→ **Deine Aufgabe**
Tausche in den Daten ab der Zeile mit „Return one point per instance of the yellow“ bis zum Ende „boot“ gegen „shoe“ aus und gib diesen Abschnitt sonst unverändert wieder.

→ **Ausgelesene Daten**
::::::::::

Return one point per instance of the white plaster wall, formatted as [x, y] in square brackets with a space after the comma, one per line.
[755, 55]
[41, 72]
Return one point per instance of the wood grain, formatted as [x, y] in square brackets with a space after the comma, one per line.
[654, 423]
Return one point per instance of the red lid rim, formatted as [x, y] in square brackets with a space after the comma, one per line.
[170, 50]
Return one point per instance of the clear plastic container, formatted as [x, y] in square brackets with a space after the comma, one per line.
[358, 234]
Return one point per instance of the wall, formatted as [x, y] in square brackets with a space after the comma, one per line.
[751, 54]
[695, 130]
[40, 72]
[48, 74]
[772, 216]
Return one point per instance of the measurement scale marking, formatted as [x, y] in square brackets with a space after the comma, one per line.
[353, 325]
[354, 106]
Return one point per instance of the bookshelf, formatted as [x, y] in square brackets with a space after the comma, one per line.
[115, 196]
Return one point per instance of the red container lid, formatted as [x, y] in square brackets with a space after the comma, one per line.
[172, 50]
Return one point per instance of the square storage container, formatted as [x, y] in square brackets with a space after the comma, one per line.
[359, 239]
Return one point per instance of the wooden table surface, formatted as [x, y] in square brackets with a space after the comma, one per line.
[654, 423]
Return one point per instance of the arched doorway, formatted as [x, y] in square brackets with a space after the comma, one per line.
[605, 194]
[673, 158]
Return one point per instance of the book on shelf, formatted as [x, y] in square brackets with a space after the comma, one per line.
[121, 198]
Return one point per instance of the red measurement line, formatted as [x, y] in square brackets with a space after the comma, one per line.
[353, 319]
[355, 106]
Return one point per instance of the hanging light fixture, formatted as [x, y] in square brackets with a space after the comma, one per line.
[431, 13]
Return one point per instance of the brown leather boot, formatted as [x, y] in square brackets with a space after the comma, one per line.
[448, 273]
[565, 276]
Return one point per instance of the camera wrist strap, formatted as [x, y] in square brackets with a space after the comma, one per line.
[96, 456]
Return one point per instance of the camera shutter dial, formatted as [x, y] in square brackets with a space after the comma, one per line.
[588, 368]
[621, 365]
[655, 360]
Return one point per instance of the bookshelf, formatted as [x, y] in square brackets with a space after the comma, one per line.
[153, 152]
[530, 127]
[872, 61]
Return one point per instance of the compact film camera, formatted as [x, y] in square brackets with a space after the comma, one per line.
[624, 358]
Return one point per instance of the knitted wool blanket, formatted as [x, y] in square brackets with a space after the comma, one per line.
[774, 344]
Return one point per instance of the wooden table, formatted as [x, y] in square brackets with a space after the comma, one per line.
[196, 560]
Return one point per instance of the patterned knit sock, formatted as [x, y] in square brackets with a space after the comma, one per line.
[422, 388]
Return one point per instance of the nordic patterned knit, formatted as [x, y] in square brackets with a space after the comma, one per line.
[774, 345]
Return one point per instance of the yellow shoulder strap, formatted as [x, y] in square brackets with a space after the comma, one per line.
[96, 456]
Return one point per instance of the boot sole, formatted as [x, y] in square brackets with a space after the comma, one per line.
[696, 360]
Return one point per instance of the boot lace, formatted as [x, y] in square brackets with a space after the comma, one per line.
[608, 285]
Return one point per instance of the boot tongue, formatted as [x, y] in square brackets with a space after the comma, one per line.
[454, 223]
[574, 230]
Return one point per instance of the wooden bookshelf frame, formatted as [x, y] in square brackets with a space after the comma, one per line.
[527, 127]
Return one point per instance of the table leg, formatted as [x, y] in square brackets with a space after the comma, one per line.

::::::::::

→ **Ergebnis**
Return one point per instance of the yellow shoulder strap, formatted as [x, y] in square brackets with a space after the comma, one per line.
[96, 456]
Return one point per instance of the shoe sole, formatted as [x, y] in square brackets with a space after the comma, one per line.
[696, 360]
Return one point per instance of the shoe lace, formatted as [x, y] in square brackets with a space after the comma, one per line.
[608, 285]
Return one point per instance of the shoe tongue, formatted as [x, y] in square brackets with a space after the comma, one per line.
[454, 223]
[574, 230]
Return one point per instance of the wooden bookshelf frame, formatted as [x, y] in square brackets with a space after the comma, one per line.
[527, 127]
Return one point per instance of the table leg, formatted as [x, y] in square brackets with a space after the comma, one per line.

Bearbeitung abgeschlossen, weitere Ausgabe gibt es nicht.